→ **GOAL**
Please repeat the entries below word for word, leaving out the pictures.

◇ ◇ ◇ ◇ ◇ ◇ ◇

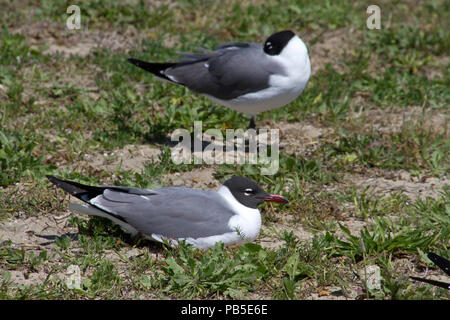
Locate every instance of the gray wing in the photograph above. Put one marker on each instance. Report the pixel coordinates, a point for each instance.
(173, 212)
(232, 70)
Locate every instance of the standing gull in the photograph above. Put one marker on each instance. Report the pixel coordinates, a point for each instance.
(246, 77)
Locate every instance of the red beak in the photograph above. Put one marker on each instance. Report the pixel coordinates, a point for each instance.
(275, 198)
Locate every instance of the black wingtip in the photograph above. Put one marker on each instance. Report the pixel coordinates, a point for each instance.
(441, 262)
(153, 67)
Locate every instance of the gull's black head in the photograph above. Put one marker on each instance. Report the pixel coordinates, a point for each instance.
(276, 42)
(249, 193)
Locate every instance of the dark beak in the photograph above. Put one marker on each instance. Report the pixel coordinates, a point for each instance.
(275, 198)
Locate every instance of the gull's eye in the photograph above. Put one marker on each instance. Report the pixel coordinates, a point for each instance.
(249, 192)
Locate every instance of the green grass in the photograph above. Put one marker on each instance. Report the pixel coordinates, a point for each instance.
(56, 109)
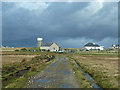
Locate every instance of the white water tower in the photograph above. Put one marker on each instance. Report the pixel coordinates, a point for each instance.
(39, 41)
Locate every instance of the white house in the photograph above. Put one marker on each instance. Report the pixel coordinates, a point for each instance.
(53, 47)
(115, 46)
(93, 46)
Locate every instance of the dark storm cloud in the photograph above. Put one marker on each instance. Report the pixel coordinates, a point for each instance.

◇ ◇ ◇ ◇ ◇ ◇ ◇

→ **SOLUTION**
Locate every instance of the gray wing in the photograph above. Put one marker on each instance. Report the pixel coordinates, a point for each instance.
(173, 212)
(232, 70)
Locate every instance of the standing gull in the photograph above. Put one marker on each instance. Report the pixel coordinates, a point for each instance.
(246, 77)
Locate every instance of the red beak in the photograph above. Put one marker on each instance. Report the pixel coordinates, a point for each instance.
(275, 198)
Locate every instance of the black wingtip in the photograph above. Put one marker on each instance. Report the pixel coordinates, a point for each instance.
(441, 262)
(153, 67)
Locate every instance of the gull's black head in the photograph above. Put one marker on each instance. Report the pixel coordinates, a point for each instance.
(276, 42)
(249, 193)
Locate every instance of the dark beak in the photograph above. Put one marker on each instance. Report the pixel coordinates, a point for each instance.
(275, 198)
Locate every instance of the gull's eye in the photograph above. Put one marker on each instance. Report the pixel coordinates, a point for each instance.
(249, 192)
Locate every instance of the green grass in the photograph above. Put one marker on each instance. Report the pixel coordinates, a point for each instance.
(56, 109)
Locate every instance of the white water tower in the photograph above. Put one marker on each instance. Report the pixel coordinates, a point for each instance.
(39, 41)
Locate every instance of the white house in the photograph above. Put one marker on each instance. Report the pixel coordinates, a point for each instance.
(53, 47)
(115, 46)
(93, 46)
Locate every instance of the dark storm cloud in the photograph above. Put one marker on each instance. Report the pixel coordinates, a point for each instance.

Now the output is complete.